▸ Excerpted passage
Some Walpolians may recall a few years back when the Walpole Board of Health banned the sale of tobacco in pharmacies. This included local CVS, Big Y, Stop & Shop, and Walmart stores. It irked certain people who felt their right to choose whether they can smoke or not was being tinkered with and people worried what they would restrict next. Well, they weren’t wrong in worrying. Two years have passed and the Board of Health is at it again, working to raise the age limit to buy tobacco from 18 to 21.
The man behind it this time around is Dr. Lester Hartman, a physician at Westwood Mansfield Pediatrics, whom has asked Walpole and many other nearby towns to higher their tobacco age limits. These proposals strive to prevent children from developing an addiction to cigarettes during the prime period of time when smoking habits form; the teenage years. This is an agreeable observation—its not common to see someone of 30 years old picking up a pack of cigarettes for the first time. Its the 14, 15, and 16 year olds. So if we’re talking about “children” here, how could changing the tobacco age limit from 18 to 21 affect kids who typically begin smoking at a younger age than 18 or 21 anyway? The local change would not even target the intended age group.
Whether or not the legal age limit is 18 or 21, and even if it becomes harder to find cigarettes if the age limit changes, kids will still hunt them down somehow especially if a true addiction has formed. Let’s not forget that kids can go a town over to buy cigarettes in Norwood or some other town. Nearly everyone in the world has defied the law in some minor way, especially teenagers, so it would be more effective to take a different approach, other than restricting their right to choose whether or not they want to smoke as a “legal adult” at the age of 18. Teens will most likely not abide by this law if many of them don’t abide by it currently.

(Natural-language object grounding data)
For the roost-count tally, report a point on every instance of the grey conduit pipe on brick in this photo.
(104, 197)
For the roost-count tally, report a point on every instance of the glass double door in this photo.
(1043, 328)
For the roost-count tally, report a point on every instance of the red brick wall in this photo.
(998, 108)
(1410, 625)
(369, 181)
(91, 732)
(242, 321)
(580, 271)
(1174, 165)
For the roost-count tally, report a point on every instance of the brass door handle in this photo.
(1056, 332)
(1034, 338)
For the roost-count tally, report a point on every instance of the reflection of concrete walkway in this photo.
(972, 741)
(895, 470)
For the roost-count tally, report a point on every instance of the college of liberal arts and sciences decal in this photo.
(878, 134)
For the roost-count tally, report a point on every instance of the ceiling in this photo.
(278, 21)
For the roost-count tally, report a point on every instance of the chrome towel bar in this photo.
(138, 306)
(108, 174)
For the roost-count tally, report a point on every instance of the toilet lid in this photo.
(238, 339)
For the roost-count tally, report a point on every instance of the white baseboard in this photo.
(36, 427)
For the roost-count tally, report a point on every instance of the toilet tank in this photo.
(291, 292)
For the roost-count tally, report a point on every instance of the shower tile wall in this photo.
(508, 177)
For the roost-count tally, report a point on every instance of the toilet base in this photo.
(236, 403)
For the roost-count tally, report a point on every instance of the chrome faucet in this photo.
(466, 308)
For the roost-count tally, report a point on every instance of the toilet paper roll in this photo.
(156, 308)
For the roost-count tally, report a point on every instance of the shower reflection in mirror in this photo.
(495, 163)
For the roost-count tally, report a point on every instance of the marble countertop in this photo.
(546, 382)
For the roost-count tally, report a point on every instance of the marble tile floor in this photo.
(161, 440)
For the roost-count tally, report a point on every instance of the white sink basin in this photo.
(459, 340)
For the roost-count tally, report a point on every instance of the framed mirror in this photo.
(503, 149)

▸ Problems to solve
1 - According to the opinion piece on Walpole's tobacco age limit, who is behind the current proposal to raise the limit?
2 - Extend the opinion piece on Walpole's tobacco age limit with a continuation that starts after its final sentence.

▸ Outputs in order
1 - Dr. Lester Hartman, a physician at Westwood Mansfield Pediatrics.

2 -
Instead of trying to control the people, the way to create a change is to inform them. All of the angsty little teenagers will want to defy the law anyway, and a raise in the age limit will probably only excite them even more. In most cases, its easy to argue that many kids start smoking because they think it’s cool and it’s what everybody else is doing. However cliche that may sound, its blatantly what drives them to begin such a nasty habit. The community must make the children think this isn’t what everybody else is doing and that it isn’t cool. The Board of Health or any other volunteers in the community should focus on just how many people don’t smoke, or maybe even make the teenagers smoking feel alienated, as if it’s uncommon. They surely won’t want to conform any longer.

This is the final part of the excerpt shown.